Task instructions: Please recast the rows below as a two-column CSV with the headers task and value, one line for each row, where task holds the row's text and value holds its answer, each in a single quoted field with line breaks replaced by spaces.

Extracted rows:
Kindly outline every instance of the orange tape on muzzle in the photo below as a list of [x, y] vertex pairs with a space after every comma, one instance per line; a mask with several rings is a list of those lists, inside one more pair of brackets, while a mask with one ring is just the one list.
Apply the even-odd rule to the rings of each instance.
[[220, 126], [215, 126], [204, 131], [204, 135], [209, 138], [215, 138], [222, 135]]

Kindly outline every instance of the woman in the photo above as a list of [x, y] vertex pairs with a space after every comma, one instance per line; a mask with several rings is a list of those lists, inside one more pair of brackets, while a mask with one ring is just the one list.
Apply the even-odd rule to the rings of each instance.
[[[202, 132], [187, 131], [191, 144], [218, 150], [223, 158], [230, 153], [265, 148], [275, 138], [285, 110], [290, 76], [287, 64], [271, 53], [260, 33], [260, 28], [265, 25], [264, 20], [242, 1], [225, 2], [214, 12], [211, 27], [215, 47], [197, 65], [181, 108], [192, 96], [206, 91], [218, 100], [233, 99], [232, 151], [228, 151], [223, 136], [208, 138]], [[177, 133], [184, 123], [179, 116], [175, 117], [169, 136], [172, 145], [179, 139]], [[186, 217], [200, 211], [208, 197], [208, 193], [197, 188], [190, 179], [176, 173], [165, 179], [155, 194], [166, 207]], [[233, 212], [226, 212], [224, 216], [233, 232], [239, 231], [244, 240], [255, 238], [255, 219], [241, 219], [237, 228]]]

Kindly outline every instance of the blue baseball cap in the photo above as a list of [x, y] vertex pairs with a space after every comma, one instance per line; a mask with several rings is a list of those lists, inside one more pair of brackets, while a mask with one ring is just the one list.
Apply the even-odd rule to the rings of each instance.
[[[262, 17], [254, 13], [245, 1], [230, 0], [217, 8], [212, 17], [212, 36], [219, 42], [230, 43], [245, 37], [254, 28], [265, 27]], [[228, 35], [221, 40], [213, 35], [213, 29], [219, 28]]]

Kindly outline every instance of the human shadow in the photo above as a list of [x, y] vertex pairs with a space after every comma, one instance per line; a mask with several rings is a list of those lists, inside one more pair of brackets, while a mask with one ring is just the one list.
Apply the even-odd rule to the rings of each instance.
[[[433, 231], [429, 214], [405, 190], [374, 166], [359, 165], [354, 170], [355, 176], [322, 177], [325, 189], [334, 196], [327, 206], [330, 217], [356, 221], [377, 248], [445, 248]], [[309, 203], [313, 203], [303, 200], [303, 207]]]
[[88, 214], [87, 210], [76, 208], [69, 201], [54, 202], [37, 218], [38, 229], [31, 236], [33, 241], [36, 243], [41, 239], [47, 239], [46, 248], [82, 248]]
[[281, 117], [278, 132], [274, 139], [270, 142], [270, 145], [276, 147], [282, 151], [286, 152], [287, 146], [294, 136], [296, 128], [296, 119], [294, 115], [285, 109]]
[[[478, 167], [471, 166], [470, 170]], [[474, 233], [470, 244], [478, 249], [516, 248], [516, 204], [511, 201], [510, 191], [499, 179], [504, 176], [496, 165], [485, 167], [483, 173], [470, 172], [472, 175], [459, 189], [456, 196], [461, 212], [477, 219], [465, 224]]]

Correct output:
task,value
"Kindly outline every instance of the orange tape on muzzle in the photo below as a list of [x, y] vertex pairs with a space after every comma, one instance per line; a mask with several rings is a list of those lists, inside one more pair of brackets, while a mask with one ring is just the one list. Apply the even-odd rule to the rings of each instance.","[[220, 126], [215, 126], [204, 131], [204, 135], [209, 138], [215, 138], [222, 135]]"
"Kindly outline every instance of the woman in the photo above as a list of [x, y] vertex pairs with a space after every comma, one instance per line; a mask with several rings is a list of those lists, inside one more pair of brackets, while a mask with one ring is just the one list. Apply the even-odd rule to the rings of each instance.","[[[202, 132], [187, 131], [191, 144], [218, 150], [223, 158], [230, 153], [265, 148], [275, 138], [285, 110], [290, 76], [287, 64], [271, 53], [260, 33], [260, 28], [265, 25], [264, 20], [242, 1], [225, 2], [214, 12], [211, 27], [215, 47], [197, 65], [181, 108], [192, 96], [206, 91], [218, 100], [233, 99], [232, 151], [228, 151], [223, 136], [208, 138]], [[177, 133], [184, 123], [179, 116], [175, 117], [169, 136], [172, 145], [179, 139]], [[186, 217], [200, 211], [208, 197], [208, 193], [197, 188], [190, 179], [176, 173], [165, 179], [155, 194], [166, 207]], [[233, 212], [226, 212], [224, 216], [233, 232], [239, 231], [244, 240], [255, 238], [255, 219], [241, 219], [237, 228]]]"
"Kindly outline every instance of the blue baseball cap in the photo above as a list of [x, y] vertex pairs with a space after every comma, one instance per line; a mask with several rings is a list of those lists, inside one more pair of brackets, while a mask with one ring is just the one list. Apply the even-odd rule to the rings of each instance.","[[[262, 17], [254, 13], [245, 1], [230, 0], [217, 8], [212, 17], [212, 36], [219, 42], [230, 43], [245, 37], [254, 28], [265, 27]], [[228, 35], [221, 40], [213, 35], [213, 29], [219, 28]]]"
"Kindly outline every instance of the human shadow in the photo above as a list of [x, y] vertex pairs with a space after every comma, one instance per line; a mask with several rings is a list of those lists, inside one more pair of brackets, while a mask with one ring is just the one list. Apply the even-odd rule to the rings of each instance.","[[[433, 231], [429, 214], [405, 190], [374, 166], [359, 165], [354, 170], [355, 176], [322, 177], [325, 189], [334, 196], [327, 206], [330, 217], [356, 221], [377, 248], [445, 248]], [[309, 203], [313, 203], [303, 200], [303, 207]]] [[88, 214], [87, 210], [76, 208], [69, 201], [54, 202], [37, 218], [38, 229], [31, 236], [33, 241], [36, 243], [41, 239], [47, 239], [46, 248], [82, 248]] [[281, 117], [278, 132], [274, 139], [270, 142], [270, 145], [276, 147], [282, 151], [286, 152], [287, 146], [294, 136], [296, 128], [296, 119], [294, 115], [285, 109]] [[[478, 167], [471, 166], [470, 170]], [[474, 233], [470, 244], [478, 249], [516, 248], [516, 204], [511, 201], [510, 191], [499, 179], [504, 176], [496, 165], [485, 167], [483, 173], [470, 172], [472, 175], [459, 189], [456, 196], [461, 212], [477, 219], [465, 224]]]"